# ASSIGNMENT 1
Answer these questions from the passage on Taslima Nasreen, one line each:
(a) In what profession did she train and work before leaving her country, and in which city?
(b) How many of her books are officially banned in her country, and how many has she written?
(c) What age does the passage give for her?
# ASSIGNMENT 2
Write a continuation of the passage on Taslima Nasreen, beginning after its final sentence.

# PAGE TEXT
“Most famous authors overshadow their books, but Taslima Nasreen is different. The Bangladeshi poet, novelist, essayist and memoirist, as things stand, is better known to the non-Bengali world for what she says than how she writes. At 45, the woman who trained and worked as a medical doctor in Dhaka before she fled her country is probably the world’s most prolific underground writer, with at least six of her 30 books officially banned in her country and the rest selling mostly under cover.”

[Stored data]
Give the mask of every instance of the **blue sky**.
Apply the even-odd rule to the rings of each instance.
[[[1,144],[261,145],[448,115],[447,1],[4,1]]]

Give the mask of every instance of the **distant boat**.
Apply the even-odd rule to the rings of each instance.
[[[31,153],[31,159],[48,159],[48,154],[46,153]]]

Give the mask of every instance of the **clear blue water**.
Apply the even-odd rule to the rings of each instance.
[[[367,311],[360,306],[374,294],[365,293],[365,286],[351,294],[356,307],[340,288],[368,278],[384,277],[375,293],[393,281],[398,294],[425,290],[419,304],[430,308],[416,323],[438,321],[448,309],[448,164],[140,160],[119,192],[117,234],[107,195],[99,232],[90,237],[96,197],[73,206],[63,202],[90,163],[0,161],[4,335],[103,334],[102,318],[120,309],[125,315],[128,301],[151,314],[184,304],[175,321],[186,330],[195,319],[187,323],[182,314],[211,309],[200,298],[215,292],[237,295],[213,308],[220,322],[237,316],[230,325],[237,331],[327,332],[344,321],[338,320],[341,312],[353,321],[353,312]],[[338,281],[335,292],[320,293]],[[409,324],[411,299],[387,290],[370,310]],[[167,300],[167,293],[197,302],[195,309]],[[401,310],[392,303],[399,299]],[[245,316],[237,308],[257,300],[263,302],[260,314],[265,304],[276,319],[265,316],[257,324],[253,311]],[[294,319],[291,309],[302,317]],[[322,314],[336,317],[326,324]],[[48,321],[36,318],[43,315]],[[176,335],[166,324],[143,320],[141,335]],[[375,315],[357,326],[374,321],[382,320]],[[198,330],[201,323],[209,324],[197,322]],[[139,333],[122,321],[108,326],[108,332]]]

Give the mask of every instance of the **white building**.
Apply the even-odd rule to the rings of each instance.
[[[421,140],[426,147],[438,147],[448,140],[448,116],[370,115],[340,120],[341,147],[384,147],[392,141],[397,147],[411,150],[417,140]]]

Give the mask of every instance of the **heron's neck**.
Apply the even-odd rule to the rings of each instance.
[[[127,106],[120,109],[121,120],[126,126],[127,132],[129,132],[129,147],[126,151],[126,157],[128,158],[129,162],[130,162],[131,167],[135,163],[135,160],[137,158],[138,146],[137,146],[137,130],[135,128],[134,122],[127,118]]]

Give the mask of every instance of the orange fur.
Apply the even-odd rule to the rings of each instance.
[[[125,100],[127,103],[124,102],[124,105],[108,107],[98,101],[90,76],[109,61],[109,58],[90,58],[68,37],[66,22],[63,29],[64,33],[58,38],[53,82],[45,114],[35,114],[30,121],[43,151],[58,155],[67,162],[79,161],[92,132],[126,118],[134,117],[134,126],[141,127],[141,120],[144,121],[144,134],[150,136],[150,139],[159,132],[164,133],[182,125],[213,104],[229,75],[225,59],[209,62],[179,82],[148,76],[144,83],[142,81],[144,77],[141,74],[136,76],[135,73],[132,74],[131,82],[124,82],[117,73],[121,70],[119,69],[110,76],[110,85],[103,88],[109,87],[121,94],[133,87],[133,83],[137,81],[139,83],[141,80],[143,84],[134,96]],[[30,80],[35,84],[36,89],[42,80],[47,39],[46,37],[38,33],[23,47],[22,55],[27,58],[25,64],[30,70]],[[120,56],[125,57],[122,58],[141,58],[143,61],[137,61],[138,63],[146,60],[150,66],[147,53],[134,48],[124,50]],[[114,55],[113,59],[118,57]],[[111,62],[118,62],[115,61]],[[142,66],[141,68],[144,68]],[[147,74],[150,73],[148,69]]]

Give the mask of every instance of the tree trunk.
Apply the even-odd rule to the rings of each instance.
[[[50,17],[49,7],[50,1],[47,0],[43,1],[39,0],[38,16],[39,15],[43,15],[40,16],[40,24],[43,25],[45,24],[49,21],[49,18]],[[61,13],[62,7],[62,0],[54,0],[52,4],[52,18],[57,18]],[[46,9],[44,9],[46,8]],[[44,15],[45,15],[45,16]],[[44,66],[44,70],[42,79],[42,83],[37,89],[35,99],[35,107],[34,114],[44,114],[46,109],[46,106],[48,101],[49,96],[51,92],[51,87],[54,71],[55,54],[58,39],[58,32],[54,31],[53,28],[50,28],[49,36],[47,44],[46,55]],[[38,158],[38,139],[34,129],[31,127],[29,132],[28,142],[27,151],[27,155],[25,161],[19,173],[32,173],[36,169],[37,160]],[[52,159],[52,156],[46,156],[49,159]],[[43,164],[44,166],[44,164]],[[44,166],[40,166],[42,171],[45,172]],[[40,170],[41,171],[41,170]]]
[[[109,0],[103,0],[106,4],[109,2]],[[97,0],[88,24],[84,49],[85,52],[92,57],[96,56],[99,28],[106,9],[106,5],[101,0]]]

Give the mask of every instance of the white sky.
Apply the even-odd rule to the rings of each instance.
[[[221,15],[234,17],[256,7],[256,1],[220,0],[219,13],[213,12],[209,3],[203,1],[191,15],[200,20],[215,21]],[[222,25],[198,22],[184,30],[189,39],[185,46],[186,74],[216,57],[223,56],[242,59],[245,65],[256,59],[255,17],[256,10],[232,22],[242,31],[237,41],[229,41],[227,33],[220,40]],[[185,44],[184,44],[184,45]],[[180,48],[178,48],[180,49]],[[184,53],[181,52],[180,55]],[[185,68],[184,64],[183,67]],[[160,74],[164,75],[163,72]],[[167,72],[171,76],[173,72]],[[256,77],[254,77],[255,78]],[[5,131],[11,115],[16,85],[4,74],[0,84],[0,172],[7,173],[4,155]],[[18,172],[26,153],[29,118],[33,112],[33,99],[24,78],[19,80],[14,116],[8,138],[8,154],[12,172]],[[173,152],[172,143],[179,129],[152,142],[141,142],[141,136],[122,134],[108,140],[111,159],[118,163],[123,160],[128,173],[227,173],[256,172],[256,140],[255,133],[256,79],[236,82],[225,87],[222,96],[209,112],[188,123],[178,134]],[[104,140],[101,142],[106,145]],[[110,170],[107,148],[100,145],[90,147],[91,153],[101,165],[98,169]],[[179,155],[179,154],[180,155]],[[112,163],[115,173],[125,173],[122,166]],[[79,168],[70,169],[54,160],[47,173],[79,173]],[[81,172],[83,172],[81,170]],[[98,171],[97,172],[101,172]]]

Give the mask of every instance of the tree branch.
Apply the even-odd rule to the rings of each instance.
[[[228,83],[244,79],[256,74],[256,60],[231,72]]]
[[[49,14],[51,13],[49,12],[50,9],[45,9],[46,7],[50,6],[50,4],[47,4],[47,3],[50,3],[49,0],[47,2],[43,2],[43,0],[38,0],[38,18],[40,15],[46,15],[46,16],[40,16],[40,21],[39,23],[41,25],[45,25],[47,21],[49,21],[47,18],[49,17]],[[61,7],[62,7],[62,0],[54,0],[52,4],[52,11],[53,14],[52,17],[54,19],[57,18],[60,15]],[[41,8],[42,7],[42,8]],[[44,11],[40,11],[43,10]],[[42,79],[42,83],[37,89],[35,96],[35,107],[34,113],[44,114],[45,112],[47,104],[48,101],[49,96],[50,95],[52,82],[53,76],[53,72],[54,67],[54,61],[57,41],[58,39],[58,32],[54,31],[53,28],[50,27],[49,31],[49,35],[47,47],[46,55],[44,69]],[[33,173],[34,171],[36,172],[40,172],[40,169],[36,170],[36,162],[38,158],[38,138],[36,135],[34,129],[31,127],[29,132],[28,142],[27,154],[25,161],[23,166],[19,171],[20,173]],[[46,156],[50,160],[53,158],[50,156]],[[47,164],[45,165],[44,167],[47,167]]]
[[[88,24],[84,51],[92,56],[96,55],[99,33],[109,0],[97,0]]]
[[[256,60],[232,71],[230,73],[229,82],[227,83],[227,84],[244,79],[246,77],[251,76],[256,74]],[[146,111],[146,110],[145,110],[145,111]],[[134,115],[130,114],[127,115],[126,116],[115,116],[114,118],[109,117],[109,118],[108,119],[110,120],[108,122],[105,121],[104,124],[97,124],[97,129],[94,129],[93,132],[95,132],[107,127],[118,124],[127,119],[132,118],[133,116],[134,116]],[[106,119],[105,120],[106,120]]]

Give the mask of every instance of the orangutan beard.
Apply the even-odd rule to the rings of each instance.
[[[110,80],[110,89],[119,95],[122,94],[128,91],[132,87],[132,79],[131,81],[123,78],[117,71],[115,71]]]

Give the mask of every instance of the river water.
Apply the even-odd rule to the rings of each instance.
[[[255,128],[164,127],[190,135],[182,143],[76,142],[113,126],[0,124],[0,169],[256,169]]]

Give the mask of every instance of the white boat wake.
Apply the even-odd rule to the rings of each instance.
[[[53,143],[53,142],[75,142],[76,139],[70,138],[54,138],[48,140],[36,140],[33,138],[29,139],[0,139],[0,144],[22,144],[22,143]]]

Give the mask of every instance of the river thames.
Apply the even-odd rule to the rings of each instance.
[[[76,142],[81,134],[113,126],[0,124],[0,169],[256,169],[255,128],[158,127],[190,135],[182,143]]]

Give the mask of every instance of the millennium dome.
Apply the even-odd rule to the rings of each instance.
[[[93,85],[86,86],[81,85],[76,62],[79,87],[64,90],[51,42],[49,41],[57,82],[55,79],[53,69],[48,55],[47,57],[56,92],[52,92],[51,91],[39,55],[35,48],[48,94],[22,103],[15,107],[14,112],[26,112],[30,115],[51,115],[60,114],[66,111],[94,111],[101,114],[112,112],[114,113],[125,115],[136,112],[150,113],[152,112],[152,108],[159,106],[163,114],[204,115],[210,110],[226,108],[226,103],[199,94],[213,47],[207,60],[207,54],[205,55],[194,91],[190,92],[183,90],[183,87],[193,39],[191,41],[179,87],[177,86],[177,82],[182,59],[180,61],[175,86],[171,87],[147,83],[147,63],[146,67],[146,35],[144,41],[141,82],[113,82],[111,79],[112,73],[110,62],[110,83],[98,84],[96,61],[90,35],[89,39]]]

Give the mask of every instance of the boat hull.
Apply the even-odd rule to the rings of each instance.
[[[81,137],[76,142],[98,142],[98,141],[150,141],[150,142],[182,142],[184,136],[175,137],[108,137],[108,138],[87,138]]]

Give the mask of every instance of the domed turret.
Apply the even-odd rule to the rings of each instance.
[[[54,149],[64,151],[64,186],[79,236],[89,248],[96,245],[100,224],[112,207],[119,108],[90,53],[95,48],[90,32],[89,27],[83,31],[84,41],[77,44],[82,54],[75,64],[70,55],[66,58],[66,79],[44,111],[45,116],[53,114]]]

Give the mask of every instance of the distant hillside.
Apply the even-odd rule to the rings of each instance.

# ANSWER AREA 1
(a) She trained and worked as a medical doctor in Dhaka.
(b) At least six of her 30 books are officially banned.
(c) She is 45.

# ANSWER AREA 2
This is the best piece I’ve read on Taslima Nasrin — although the article’s introduction adopts a slightly dismissive stance. Still, the interview is powerful testimony against the backward fundamentalism against which Nasrin so eloquently aims her anger. Her voice is comparable to that of the much more famous Ayaan Hirsi Ali, but she doesn’t make the mistake of raising it only against Islamic Fundamentalism; Nasrin’s furious critique is aimed at all “inhumanity in the name of religion” — any religion. And if her poetry (I haven’t read her prose) is as powerful in the original as it is in Carolyne Wright’s translations collected in The Game in Reverse, it’s no surprise that she drives the wackos to distraction.
But I wonder — could it be her contempt for all religions that keeps her from being lionized like the author of The Caged Virgin?